*Texto do exercício*.
# # # #

Os dados do sistema federal mostram, porém, que até ontem apenas um gasto de R$ 11,4 mil foi empenhado pela Funai, ou seja, o valor foi bloqueado dos recursos, mas sequer foi efetivamente pago pela fundação.
O orçamento total da Funai previsto para o ano de 2020 é de R$ 506 milhões, dos quais mais de R$ 151 milhões serão usados para pagamento de pensões e aposentadorias de servidores. O valor destinado à proteção dos índios contra a Covid-19 corresponde a um quinto das despesas administrativas do órgão, que consomem mais de R$ 50 milhões por ano.
A situação dos cerca de 800 mil índios do país é alarmante, principalmente dos que vivem na região amazônica, onde o coronavírus tem avançado rapidamente, em contraposição à chegada de suprimentos de saúde, alimentação, higiene e infraestrutura médica.
SEM CONTROLE
O ingresso de missionários em terra indígena com a presença de povos isolados em meio à pandemia do coronavírus mostra inércia da Funai no controle dessas áreas e revela que o órgão está entregue a um “proselitismo religioso agressivo” e a um setor do agronegócio “troglodita”.

# # # #

*Dados extraídos*.
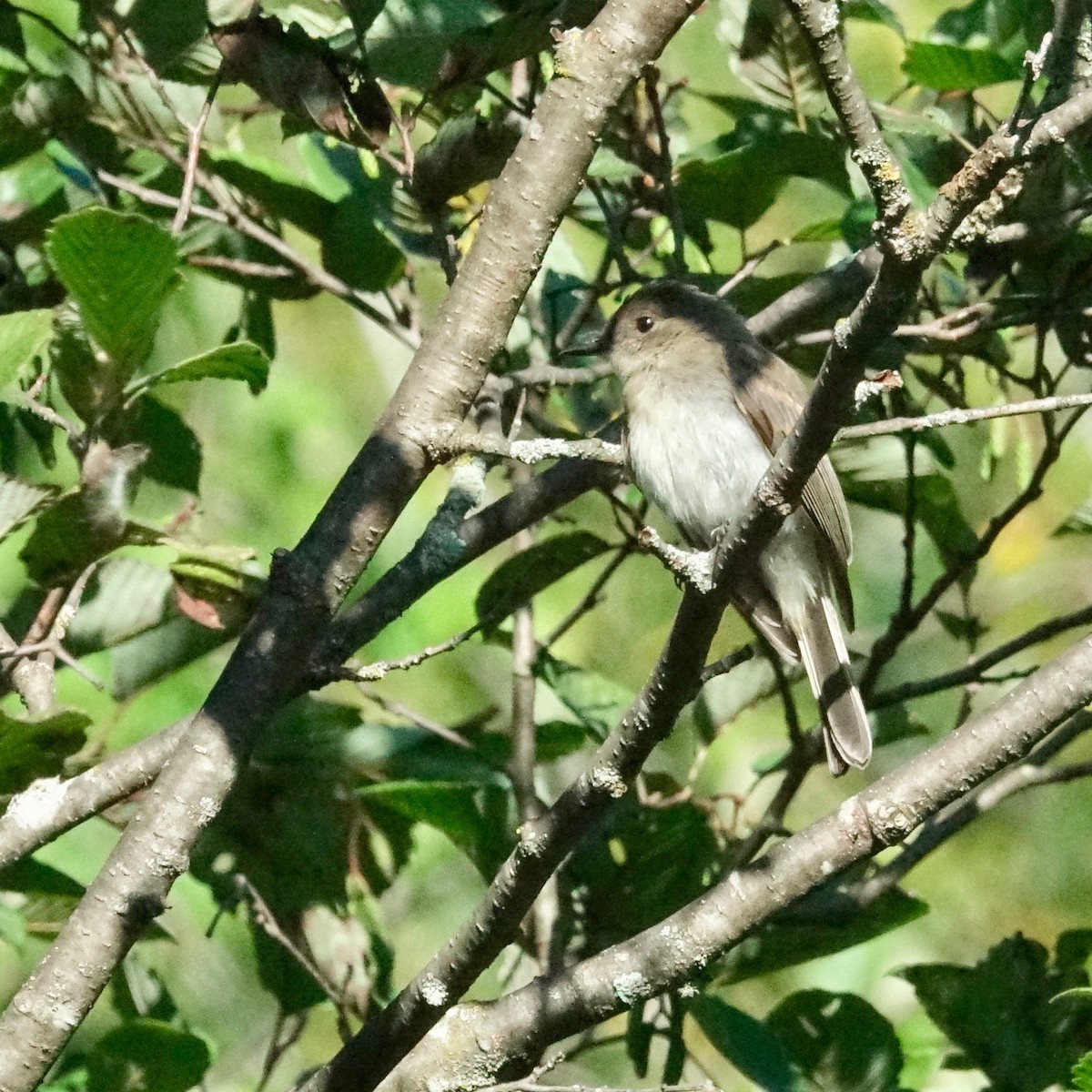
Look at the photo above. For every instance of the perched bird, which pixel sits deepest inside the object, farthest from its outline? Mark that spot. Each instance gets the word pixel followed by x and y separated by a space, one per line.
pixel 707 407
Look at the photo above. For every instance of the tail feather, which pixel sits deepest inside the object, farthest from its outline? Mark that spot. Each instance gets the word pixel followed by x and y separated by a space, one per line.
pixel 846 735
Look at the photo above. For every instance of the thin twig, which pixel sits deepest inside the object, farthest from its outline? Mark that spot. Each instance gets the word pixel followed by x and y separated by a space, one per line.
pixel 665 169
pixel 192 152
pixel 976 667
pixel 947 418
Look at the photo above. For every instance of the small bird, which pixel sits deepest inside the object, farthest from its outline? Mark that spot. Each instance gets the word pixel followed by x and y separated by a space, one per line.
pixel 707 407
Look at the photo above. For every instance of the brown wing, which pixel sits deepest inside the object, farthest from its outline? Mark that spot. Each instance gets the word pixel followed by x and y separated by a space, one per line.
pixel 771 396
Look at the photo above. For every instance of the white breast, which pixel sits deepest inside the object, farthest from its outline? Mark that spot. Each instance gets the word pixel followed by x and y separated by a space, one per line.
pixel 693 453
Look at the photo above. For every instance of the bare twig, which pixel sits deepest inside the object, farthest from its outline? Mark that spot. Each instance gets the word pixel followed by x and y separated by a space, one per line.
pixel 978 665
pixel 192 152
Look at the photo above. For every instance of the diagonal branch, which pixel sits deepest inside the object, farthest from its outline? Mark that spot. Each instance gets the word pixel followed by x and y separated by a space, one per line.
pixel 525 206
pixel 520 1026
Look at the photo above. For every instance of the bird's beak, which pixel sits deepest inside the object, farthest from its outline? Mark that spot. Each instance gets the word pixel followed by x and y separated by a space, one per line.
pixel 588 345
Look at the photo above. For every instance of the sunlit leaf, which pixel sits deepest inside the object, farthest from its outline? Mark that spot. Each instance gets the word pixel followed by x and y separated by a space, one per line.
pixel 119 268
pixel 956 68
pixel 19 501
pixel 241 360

# # # #

*Tarefa 1*. Copie do texto sobre a Funai o trecho que começa com "Os dados do" e segue até "pago pela fundação.".
*Tarefa 2*. De acordo com o texto sobre a Funai, qual é o orçamento total da fundação previsto para o ano de 2020?
*Tarefa 3*. Liste todos os valores em reais mencionados no texto sobre a Funai.

*Resposta 1*.
Os dados do sistema federal mostram, porém, que até ontem apenas um gasto de R$ 11,4 mil foi empenhado pela Funai, ou seja, o valor foi bloqueado dos recursos, mas sequer foi efetivamente pago pela fundação.

*Resposta 2*. R$ 506 milhões.

*Resposta 3*. R$ 11,4 mil; R$ 506 milhões; mais de R$ 151 milhões; mais de R$ 50 milhões.